--- Set task ---
Return, word for word, the stretch of the GDB meeting notes from "CNAF Bologna will" through "next WLCG workshop?".

--- Quoted text ---
»»

LCG Web>WLCGGDBDocs>GDBMeetingNotes20140115 (2014-01-15, MichelJouvin)

EditAttachPDF

Summary of GDB meeting, January 15, 2014 (CERN)

Agenda
Welcome - M. Jouvin
Accounting Update
Volunteer Computing at CERN
Actions in Progress
Towards a New HEP CPU Benchmark - M. Alef
EGI Plans for Future Activities - P. Solagna
httpd data access and DAVIX toolkit - A. Devresse
Cloud Pre-GDB Summary - M. Jouvin

Agenda

https://indico.cern.ch/conferenceDisplay.py?confId=272795

Welcome - M. Jouvin

See slides for future (pre-)GDB planning

CNAF Bologna will host the March GDB and probably a pre-GDB on batch systems

Started to think about the next WLCG workshop

Early July for next WLCG workshop?
Volunteers to host it? Please send an email to Michel and Simone

February pre-GDB will be Ops Coord F2F meeting

VO based SAM tests difficult to prioritise. Timeouts not really errors and should not be counted as failure of the site.

SAM test are not planned to use pilot jobs.
Proposal to run critical tests with VO's lcgadmin role so sites can prioritise them.
Other tests run with normal role but not counted as critical.

Discussion about problem of prioritizing SAM tests:

SAM tests: current proposal not seen as a real solution to scheduling issue
- At leas, 2 major tests requiring a normal/production role: glexec and WN (write access to data)
Would be easier if SAM tests could run in pilot framework: to be rediscussed with experts in more details
I. Bird: we don't care how tests are submitted, no need to use the SAM machinery, as long as experiments publish results into SAM framework then ok.
Need to schedule a dedicated discussion slot at a future GDB with appropriate experts (February?)
- VOs should send their feedback on the proposal and the discussion today

Accounting Update

CPU Accounting - S. Pullinger

EMI-3 client new features

HS06 support
Richer data collected, in particular number of nodes/cores
Portal will support new EMI3 features later this year (eg summary by submithost)

EMI-2 client: 30 April 2014 is end of security updates

Upgrade instructions

Complete rewrite of the client: upgrade from EMI-2 requires more than just package upgrades
Upgrade (switch) must be done on a month boundary: no ability to consolidate data collected/published by both versions for a site

Several other clients using APEL SSM2 library: SGAS (NorduGrid), ARC/JURA, QCG, EDGI Desktop Grid

Enforced the data retention policy: user DN only kept 18 months

After end of EGI, only bug fixes are expected for the CPU accounting

Development efforts only for storage and cloud accounting

Storage Accounting - J. Gordon

StAR: publishers in EMI-3 release of DPM (1.8.7) and dCache (2.5.2 and 2.6+)

««

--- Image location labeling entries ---
»»

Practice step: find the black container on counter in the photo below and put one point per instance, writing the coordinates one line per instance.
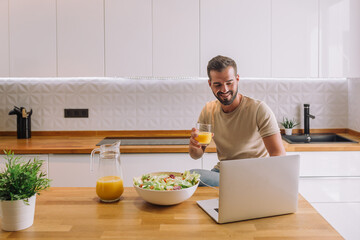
(23, 122)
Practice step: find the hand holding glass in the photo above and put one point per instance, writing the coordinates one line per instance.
(204, 134)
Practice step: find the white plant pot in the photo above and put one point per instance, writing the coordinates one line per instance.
(16, 215)
(288, 131)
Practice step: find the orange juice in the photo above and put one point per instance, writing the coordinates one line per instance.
(109, 188)
(204, 137)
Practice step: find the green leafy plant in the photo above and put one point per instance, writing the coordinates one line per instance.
(20, 180)
(289, 123)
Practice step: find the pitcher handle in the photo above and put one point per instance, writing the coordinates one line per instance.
(92, 159)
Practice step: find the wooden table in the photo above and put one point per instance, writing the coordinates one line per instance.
(76, 213)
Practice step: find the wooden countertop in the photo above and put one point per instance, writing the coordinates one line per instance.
(76, 213)
(84, 142)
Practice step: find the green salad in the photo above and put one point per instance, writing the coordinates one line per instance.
(167, 182)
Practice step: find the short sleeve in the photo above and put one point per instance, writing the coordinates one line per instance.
(266, 121)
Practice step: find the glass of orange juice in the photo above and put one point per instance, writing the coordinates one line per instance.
(204, 134)
(109, 184)
(109, 188)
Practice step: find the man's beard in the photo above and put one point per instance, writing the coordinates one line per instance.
(225, 101)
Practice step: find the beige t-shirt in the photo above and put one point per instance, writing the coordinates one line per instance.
(239, 134)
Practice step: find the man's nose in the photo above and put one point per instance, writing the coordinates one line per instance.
(224, 88)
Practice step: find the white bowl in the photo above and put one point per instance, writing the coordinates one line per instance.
(166, 197)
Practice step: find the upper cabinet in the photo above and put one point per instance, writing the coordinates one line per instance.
(80, 38)
(339, 38)
(4, 38)
(32, 30)
(240, 29)
(128, 38)
(175, 38)
(294, 38)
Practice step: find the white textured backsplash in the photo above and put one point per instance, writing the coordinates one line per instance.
(354, 108)
(164, 104)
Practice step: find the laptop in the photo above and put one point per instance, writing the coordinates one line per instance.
(255, 188)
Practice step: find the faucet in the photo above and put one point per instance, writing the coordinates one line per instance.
(307, 117)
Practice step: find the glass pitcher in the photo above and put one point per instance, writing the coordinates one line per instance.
(109, 184)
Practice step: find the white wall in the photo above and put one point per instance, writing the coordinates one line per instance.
(154, 104)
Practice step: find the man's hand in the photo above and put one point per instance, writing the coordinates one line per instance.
(195, 149)
(274, 145)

««

--- Written reply ---
CNAF Bologna will host the March GDB and probably a pre-GDB on batch systems

Started to think about the next WLCG workshop

Early July for next WLCG workshop?